In the article on the study of cross-species interactions, which journal published the NC State researchers' paper?

START Document segment

Study Examines Cross-Species Interactions
In a first-of-its-kind study, NC State researchers applied a new approach to examine how members of two different species – a plant and a pathogen, for example, or a bacterium and a human – interact at the molecular level, and whether slight genetic changes in one species could affect gene expression in the other.
In a paper published in the journal Genetics, NC State plant pathologists, biologists and statisticians use a genetic mapping method – expression quantitative trait locus, or eQTL, mapping – applied in a novel way to describe these interactions, opening the door for further work on these complex relationships.
“We’re really trying to get to the genetics behind the interactions between two different organisms,” said David McK. Bird, a NC State plant pathology professor and co-corresponding author of the paper. “Genetics gives us causality more than just correlation.”
“We used an interactive system to see if DNA changes in one species would affect the characteristics in another completely different species and found that they do,” said Dahlia Nielsen, the paper’s co-corresponding author and an NC State associate professor of biological sciences who specializes in genetics and bioinformatics.

END Document segment
START Provided information

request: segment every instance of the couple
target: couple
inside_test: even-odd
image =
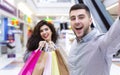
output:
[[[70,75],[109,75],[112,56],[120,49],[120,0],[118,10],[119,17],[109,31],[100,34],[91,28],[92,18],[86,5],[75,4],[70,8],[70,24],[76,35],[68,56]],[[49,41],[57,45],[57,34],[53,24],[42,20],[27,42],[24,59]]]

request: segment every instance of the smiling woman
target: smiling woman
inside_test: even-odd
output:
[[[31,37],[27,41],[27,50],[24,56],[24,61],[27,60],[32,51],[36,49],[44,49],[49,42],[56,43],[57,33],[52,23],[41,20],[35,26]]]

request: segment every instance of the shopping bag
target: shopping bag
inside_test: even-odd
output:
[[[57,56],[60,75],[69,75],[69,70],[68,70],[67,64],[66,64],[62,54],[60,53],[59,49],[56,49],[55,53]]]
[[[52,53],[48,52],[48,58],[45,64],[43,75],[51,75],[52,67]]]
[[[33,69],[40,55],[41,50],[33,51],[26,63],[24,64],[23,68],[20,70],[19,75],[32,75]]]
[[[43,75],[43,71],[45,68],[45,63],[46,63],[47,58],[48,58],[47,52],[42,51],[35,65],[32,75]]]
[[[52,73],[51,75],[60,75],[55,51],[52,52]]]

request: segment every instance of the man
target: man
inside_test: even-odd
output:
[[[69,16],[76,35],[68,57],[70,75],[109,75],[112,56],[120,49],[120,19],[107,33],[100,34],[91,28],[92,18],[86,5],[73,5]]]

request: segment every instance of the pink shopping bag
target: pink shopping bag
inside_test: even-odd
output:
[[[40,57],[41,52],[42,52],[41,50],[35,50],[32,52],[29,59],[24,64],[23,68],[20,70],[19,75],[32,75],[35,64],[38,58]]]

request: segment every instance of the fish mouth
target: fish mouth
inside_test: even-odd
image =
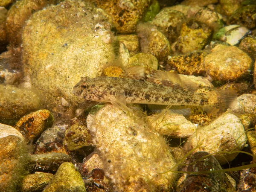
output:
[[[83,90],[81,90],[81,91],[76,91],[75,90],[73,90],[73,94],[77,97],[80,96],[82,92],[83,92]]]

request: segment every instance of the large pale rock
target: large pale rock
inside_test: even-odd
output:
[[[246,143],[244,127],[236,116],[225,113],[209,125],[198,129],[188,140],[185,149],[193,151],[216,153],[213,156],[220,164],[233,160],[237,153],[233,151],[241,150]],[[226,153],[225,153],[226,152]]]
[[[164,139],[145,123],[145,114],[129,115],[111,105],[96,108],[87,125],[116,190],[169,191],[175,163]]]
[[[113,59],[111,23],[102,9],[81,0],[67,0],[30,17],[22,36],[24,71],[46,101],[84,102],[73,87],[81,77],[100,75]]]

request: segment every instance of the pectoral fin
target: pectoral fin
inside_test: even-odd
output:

END Provided information

=== Completed exercise ===
Genetics